■ **Texte extrait**:
───

La Nuit de Valognes, Eric-Emmanuel Schmitt

Ma première rencontre avec cette pièce s’est faite sur scène, lors d’une représentation par les rhétoriciens de mon école : elle devait être particulièrement réussie, puisque je me souvenais des premières lignes de l’intrigue, bien des années plus tard. J’ai donc profité d’un échange de livres pour redécouvrir ce texte, avec un regard différent et une meilleure connaissance du personnage de Don Juan, ainsi que du contexte dans lequel s’inscrit le récit. Bien que la pièce puisse s’apprécier sans cela (j’y reviendrai), il est en effet tout à fait passionnant de déceler les nombreuses références déployées par Éric-Emmanuel Schmitt. 

La référence la plus évidente est bien sûr celle de la reprise du personnage de Don Juan et de son entourage : le fidèle Sganarelle de la version de Molière est bien présent pour discuter avec son maître et jouer le rôle de sa conscience outrée. Don Juan m’a en revanche semblé assez différent de la création du célèbre dramaturge, notamment en raison du changement d’époque : l’action est déplacée au XVIIIe siècle, et le séducteur est devenu un libertin mondain, et non plus un libre-penseur aux mauvaises mœurs. Recherchant le plaisir de la conquête bien plus que celui de la capitulation, il parcourt l’Europe et les classes sociales en quête de nouveaux défis amoureux, comme le faisait le comte de *** de Duclos. Lorsque la pièce commence, il en est arrivé à la fin de sa carrière libertine, au moment où le dégoût de soi-même prend le dessus et où il aspire à une vie heureuse avec une femme estimable. C’est la raison pour laquelle il accepte sans rechigner ni ruser la proposition de quatre de ses anciennes victimes réunies pour instruire son procès : épouser sa dernière conquête et la rendre heureuse (sous peine de finir sa vie en prison). Les personnages féminins constituant le tribunal du séducteur correspondent également à l’esprit de cette transposition au XVIIIe siècle et représentent chacune l’un des types de la production littéraire libertine : la noble libertine, hautaine et vicieuse ; la religieuse forcée (?) qui tente d’oublier l’amour charnel entre les murs de la maison de Dieu ; la précieuse, auteure de romans sentimentaux ; la bourgeoise, pleine de bon sens. Toutes rappellent enfin la belle société réunie pour écouter Don Juan narrer son plus bel amour dans une des nouvelles de Barbey d’Aurevilly.

───

■ **Extrait de données**:
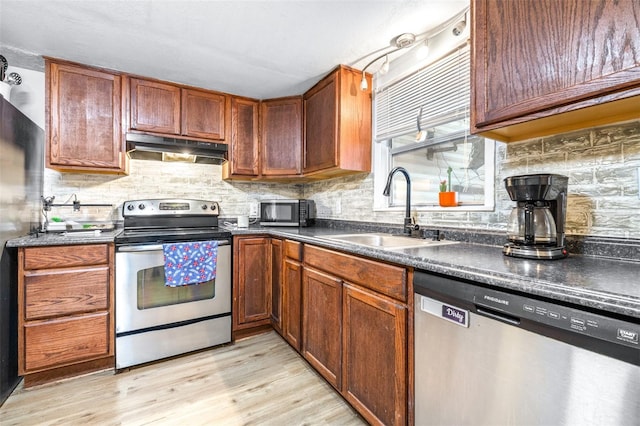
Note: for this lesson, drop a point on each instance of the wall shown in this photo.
(154, 179)
(602, 165)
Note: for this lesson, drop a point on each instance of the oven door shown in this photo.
(144, 302)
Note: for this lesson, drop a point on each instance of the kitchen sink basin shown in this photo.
(387, 241)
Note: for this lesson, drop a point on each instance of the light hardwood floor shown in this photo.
(260, 380)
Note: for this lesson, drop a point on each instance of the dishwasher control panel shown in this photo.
(558, 316)
(452, 299)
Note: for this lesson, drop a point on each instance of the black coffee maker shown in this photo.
(536, 225)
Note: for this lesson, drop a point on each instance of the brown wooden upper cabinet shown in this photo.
(244, 150)
(551, 66)
(281, 137)
(165, 108)
(337, 125)
(84, 132)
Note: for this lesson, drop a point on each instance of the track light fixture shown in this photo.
(460, 26)
(406, 40)
(400, 42)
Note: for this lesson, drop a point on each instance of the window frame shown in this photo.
(382, 162)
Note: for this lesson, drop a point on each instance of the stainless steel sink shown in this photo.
(387, 241)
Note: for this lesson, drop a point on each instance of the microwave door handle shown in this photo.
(156, 247)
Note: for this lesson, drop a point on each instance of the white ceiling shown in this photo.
(260, 49)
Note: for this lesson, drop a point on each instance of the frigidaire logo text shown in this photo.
(496, 300)
(628, 335)
(453, 313)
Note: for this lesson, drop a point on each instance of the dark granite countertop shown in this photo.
(609, 285)
(64, 238)
(598, 283)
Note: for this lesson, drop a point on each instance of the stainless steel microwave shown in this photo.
(287, 213)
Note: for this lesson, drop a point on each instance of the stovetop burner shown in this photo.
(159, 236)
(170, 220)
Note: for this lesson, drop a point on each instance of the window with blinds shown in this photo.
(422, 124)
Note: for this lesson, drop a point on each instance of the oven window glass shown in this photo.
(152, 293)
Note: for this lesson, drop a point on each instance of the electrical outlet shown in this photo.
(253, 210)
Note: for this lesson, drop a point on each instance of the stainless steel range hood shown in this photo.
(149, 147)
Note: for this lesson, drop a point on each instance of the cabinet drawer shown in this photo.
(66, 291)
(66, 341)
(65, 256)
(381, 277)
(293, 250)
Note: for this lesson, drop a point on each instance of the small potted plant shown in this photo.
(447, 197)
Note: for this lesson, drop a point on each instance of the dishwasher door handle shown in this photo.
(496, 315)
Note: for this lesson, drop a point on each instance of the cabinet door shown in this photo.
(321, 124)
(281, 137)
(155, 106)
(65, 291)
(252, 283)
(322, 324)
(203, 114)
(65, 341)
(535, 56)
(244, 148)
(375, 356)
(292, 302)
(84, 131)
(276, 284)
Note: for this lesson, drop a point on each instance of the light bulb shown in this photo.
(363, 83)
(385, 66)
(423, 50)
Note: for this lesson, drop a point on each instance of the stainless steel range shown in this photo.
(155, 320)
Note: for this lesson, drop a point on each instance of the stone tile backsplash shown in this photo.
(602, 165)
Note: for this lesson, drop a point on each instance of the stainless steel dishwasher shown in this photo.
(487, 357)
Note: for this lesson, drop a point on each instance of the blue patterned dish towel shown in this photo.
(189, 263)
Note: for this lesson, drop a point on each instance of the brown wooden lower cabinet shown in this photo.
(65, 311)
(355, 322)
(276, 284)
(374, 355)
(251, 282)
(322, 323)
(292, 302)
(348, 316)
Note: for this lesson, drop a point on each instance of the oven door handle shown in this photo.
(155, 247)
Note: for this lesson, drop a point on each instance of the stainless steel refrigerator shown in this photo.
(21, 181)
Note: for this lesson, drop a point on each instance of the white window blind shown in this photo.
(441, 89)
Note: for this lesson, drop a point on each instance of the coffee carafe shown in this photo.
(536, 224)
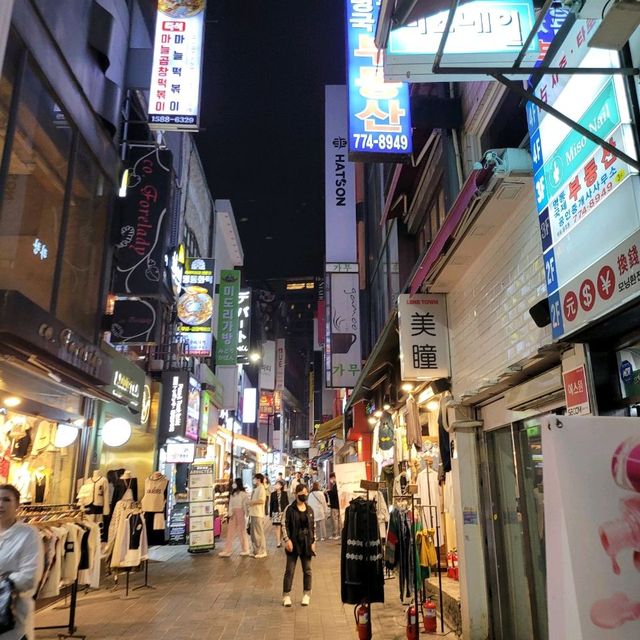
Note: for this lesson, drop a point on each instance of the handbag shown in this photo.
(8, 596)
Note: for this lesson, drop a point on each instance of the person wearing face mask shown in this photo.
(299, 535)
(256, 514)
(238, 510)
(20, 559)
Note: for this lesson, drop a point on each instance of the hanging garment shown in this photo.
(429, 494)
(414, 429)
(361, 568)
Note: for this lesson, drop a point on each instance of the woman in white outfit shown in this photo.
(237, 527)
(318, 503)
(21, 560)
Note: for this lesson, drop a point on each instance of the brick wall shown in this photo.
(490, 325)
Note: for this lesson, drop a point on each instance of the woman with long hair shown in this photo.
(238, 511)
(21, 560)
(278, 503)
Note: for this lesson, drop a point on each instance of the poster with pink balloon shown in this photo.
(592, 492)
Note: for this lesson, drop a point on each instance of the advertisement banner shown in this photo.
(424, 337)
(173, 414)
(244, 325)
(343, 355)
(348, 477)
(227, 337)
(280, 363)
(268, 367)
(340, 180)
(174, 93)
(195, 306)
(142, 245)
(591, 502)
(201, 512)
(379, 111)
(582, 191)
(135, 322)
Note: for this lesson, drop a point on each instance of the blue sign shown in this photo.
(379, 111)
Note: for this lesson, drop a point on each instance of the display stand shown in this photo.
(57, 514)
(412, 490)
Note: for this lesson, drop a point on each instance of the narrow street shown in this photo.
(211, 598)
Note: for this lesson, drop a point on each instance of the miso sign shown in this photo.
(174, 94)
(227, 338)
(424, 337)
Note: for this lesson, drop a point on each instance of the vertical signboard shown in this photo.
(227, 338)
(343, 356)
(280, 363)
(587, 206)
(340, 182)
(142, 246)
(195, 306)
(244, 325)
(201, 515)
(268, 368)
(174, 93)
(379, 111)
(424, 337)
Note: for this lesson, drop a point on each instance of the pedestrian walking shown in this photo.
(298, 533)
(256, 516)
(277, 504)
(21, 561)
(334, 505)
(237, 528)
(321, 511)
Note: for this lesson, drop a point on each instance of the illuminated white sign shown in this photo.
(174, 95)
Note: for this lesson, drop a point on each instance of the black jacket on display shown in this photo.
(361, 571)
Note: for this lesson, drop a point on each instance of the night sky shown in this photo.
(265, 67)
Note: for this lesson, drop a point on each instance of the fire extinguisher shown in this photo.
(454, 559)
(429, 616)
(412, 622)
(361, 614)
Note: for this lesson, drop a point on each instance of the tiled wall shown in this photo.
(490, 325)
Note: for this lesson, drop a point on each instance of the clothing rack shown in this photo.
(440, 599)
(47, 514)
(412, 489)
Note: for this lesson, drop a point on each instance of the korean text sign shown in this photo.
(343, 359)
(227, 338)
(195, 306)
(587, 206)
(379, 112)
(424, 337)
(174, 95)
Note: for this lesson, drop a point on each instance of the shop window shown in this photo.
(34, 192)
(82, 254)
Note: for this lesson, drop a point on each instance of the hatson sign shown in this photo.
(174, 95)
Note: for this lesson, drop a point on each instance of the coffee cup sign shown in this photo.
(342, 342)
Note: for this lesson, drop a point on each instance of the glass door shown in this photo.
(508, 575)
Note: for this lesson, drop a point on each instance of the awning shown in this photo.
(329, 429)
(469, 191)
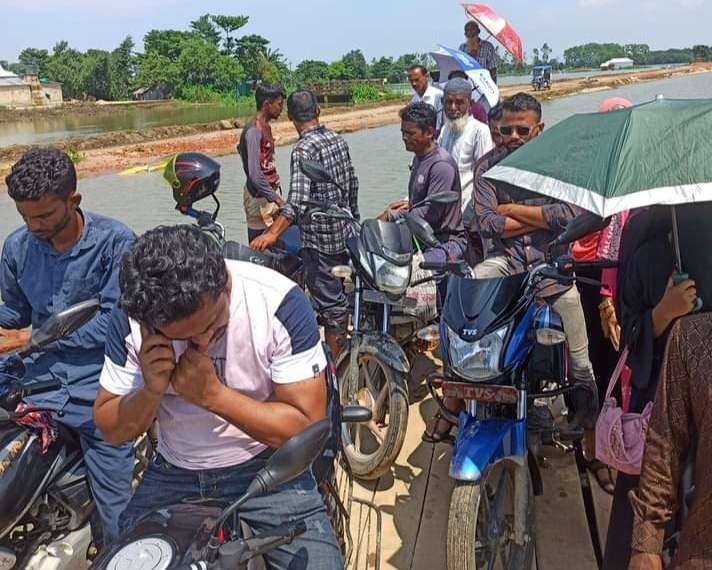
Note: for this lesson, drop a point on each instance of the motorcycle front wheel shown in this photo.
(481, 524)
(371, 448)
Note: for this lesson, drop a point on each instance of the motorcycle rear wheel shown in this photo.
(372, 448)
(481, 525)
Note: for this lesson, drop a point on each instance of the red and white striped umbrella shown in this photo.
(505, 34)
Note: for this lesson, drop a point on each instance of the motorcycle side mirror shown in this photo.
(582, 225)
(314, 171)
(60, 325)
(294, 457)
(422, 230)
(288, 462)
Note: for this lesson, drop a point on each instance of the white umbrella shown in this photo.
(449, 60)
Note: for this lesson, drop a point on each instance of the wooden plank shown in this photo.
(563, 539)
(431, 545)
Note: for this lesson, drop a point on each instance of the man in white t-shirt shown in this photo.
(226, 357)
(467, 140)
(425, 92)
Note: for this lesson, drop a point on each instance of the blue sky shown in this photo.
(322, 29)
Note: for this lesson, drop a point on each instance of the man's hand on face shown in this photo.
(263, 242)
(643, 561)
(157, 360)
(195, 379)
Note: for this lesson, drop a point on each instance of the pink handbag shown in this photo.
(620, 436)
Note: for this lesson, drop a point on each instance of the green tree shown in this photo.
(310, 71)
(229, 25)
(250, 49)
(201, 63)
(35, 57)
(535, 55)
(702, 53)
(157, 71)
(639, 53)
(382, 68)
(205, 28)
(122, 70)
(95, 74)
(355, 64)
(167, 43)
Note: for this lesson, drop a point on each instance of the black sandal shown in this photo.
(438, 436)
(607, 481)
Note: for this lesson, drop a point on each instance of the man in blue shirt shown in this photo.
(62, 256)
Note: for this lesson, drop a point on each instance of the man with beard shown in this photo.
(465, 138)
(433, 172)
(64, 255)
(520, 225)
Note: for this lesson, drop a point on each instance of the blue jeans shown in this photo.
(165, 484)
(109, 468)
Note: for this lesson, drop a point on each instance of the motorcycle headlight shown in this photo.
(479, 360)
(390, 277)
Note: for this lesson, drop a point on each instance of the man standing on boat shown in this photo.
(64, 255)
(262, 195)
(425, 92)
(323, 241)
(466, 139)
(482, 50)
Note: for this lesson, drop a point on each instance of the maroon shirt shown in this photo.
(256, 149)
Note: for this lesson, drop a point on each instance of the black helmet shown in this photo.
(192, 176)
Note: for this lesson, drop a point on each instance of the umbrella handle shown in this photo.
(678, 278)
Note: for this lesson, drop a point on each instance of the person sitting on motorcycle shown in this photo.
(433, 171)
(519, 226)
(324, 240)
(61, 256)
(226, 356)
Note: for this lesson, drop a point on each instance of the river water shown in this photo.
(143, 201)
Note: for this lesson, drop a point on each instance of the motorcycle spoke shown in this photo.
(382, 396)
(375, 431)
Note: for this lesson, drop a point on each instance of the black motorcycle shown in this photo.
(373, 369)
(46, 507)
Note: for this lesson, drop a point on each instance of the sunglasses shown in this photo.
(506, 130)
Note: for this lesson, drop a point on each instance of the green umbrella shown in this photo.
(655, 153)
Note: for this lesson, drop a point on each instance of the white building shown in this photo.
(16, 91)
(617, 63)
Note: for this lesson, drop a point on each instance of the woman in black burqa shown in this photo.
(647, 305)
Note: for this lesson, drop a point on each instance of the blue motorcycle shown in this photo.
(502, 348)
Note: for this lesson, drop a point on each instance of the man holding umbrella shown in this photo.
(482, 50)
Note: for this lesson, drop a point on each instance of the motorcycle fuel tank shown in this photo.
(23, 471)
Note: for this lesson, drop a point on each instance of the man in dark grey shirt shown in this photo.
(521, 224)
(433, 171)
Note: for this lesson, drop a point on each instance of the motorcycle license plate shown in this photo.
(488, 394)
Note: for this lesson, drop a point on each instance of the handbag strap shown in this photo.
(617, 372)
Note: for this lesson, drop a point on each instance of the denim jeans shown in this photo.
(165, 484)
(568, 306)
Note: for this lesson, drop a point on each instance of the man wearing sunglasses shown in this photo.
(518, 226)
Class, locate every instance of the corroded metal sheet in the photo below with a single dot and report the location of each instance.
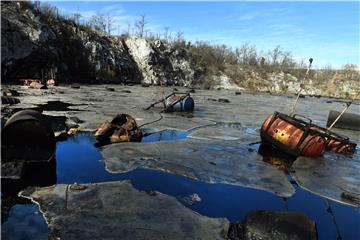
(333, 176)
(115, 210)
(211, 161)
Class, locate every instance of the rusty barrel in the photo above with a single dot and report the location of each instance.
(178, 104)
(293, 135)
(27, 137)
(349, 121)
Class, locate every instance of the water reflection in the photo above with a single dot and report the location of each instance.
(78, 160)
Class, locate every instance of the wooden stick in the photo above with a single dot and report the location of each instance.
(346, 108)
(338, 117)
(301, 87)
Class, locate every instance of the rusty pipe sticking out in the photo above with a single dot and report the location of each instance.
(301, 86)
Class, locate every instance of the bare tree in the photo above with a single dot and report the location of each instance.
(77, 17)
(98, 22)
(141, 25)
(179, 36)
(166, 33)
(110, 21)
(275, 55)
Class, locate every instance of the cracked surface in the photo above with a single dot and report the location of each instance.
(113, 209)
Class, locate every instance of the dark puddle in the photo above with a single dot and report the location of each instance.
(57, 123)
(78, 160)
(165, 135)
(56, 106)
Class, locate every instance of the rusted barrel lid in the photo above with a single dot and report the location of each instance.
(26, 136)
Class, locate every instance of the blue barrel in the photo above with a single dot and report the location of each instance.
(176, 104)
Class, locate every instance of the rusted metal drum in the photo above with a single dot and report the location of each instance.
(336, 142)
(293, 135)
(27, 137)
(349, 121)
(179, 104)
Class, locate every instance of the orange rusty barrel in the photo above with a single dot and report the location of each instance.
(293, 135)
(27, 137)
(336, 142)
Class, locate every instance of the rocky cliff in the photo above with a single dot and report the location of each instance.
(35, 45)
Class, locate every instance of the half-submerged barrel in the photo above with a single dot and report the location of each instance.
(293, 135)
(179, 103)
(27, 137)
(349, 121)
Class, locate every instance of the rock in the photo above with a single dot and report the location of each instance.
(110, 89)
(9, 100)
(61, 136)
(37, 85)
(50, 83)
(11, 92)
(76, 120)
(113, 209)
(224, 100)
(191, 200)
(75, 85)
(190, 158)
(352, 197)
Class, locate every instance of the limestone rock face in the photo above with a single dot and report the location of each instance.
(160, 63)
(35, 45)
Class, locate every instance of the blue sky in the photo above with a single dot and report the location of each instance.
(326, 31)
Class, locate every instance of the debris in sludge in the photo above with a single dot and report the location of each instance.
(9, 100)
(274, 225)
(116, 210)
(122, 128)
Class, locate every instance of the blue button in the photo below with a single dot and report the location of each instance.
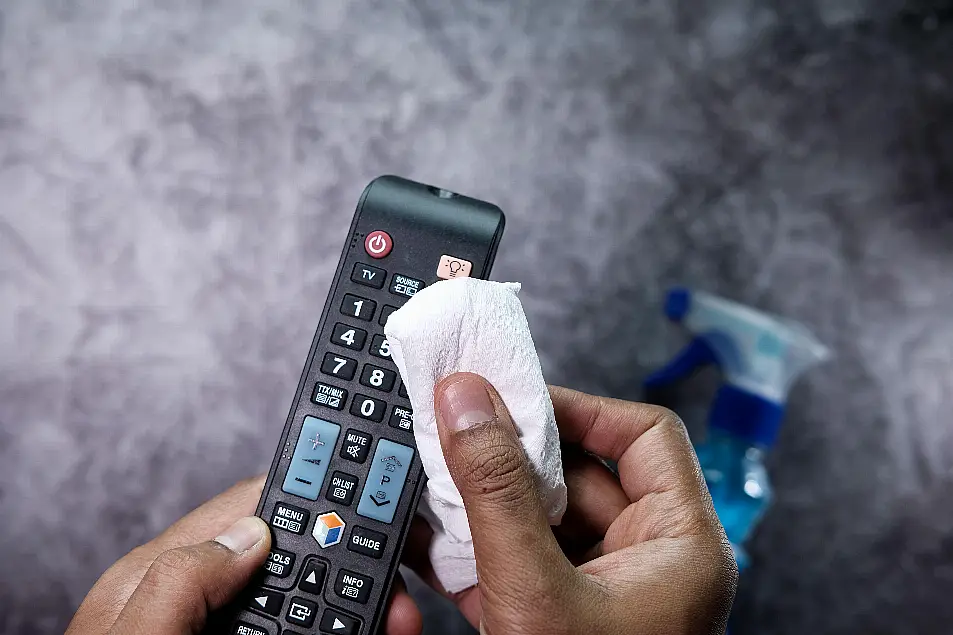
(309, 465)
(385, 481)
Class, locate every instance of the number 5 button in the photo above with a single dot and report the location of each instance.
(380, 347)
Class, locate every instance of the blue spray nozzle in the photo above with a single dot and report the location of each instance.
(678, 302)
(759, 355)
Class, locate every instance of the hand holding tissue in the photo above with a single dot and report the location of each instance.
(477, 326)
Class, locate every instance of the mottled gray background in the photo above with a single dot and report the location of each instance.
(177, 177)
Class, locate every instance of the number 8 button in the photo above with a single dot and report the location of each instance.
(376, 377)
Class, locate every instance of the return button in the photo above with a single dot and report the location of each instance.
(370, 543)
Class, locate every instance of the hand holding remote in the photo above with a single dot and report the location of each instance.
(167, 586)
(643, 553)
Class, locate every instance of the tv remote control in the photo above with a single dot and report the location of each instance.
(346, 478)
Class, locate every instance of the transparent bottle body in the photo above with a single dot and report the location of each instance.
(738, 481)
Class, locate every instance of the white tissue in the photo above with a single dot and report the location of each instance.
(470, 325)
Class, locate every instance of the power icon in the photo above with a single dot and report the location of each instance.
(378, 244)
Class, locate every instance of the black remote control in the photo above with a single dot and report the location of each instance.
(346, 479)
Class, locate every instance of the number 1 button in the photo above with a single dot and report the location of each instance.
(361, 308)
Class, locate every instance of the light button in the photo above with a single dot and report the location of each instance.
(451, 267)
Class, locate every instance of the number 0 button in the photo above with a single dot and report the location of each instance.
(368, 408)
(361, 308)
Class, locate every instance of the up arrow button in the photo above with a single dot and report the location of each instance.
(336, 623)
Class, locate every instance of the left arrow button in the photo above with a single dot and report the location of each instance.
(266, 601)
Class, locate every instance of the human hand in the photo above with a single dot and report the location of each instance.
(170, 585)
(641, 553)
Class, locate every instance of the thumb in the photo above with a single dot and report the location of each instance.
(184, 585)
(514, 546)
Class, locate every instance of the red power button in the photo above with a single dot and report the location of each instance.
(378, 244)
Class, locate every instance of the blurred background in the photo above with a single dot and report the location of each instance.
(177, 179)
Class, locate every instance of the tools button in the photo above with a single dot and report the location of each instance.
(451, 267)
(378, 244)
(405, 285)
(370, 543)
(385, 481)
(336, 622)
(312, 577)
(342, 488)
(279, 563)
(290, 518)
(309, 464)
(353, 586)
(368, 276)
(266, 601)
(302, 612)
(356, 446)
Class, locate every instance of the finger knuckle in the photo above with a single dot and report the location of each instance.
(174, 564)
(497, 472)
(665, 419)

───

■ **Tâches à réaliser**:
A. Dans le texte sur La Nuit de Valognes, que proposent à Don Juan les quatre anciennes victimes réunies pour instruire son procès ?
B. Poursuivez le texte sur La Nuit de Valognes après sa dernière phrase.

■ **Réponses par tâche**:
A. D'épouser sa dernière conquête et de la rendre heureuse, sous peine de finir sa vie en prison.

B.
Si l’on excepte mon plaisir à comparer cette réécriture de Don Juan à celles que j’avais déjà lues/vues, mes impressions lors de cette lecture ont été assez mitigées : j’ai beaucoup aimé les premières répliques, souvent mordantes de la part de la comtesse, lors de l’arrivée des personnages féminins, avant de m’ennuyer assez rapidement après l’entrée en scène de Don Juan. Les scènes de dispute et de « débats » juridiques commencent à se multiplier, et le rythme du texte se ralentit. Il s’accélère à nouveau dans le troisième acte, où les révélations se succèdent et sont extrêmement concentrées. Cela les noie malheureusement un peu les unes dans les autres et en atténue la portée.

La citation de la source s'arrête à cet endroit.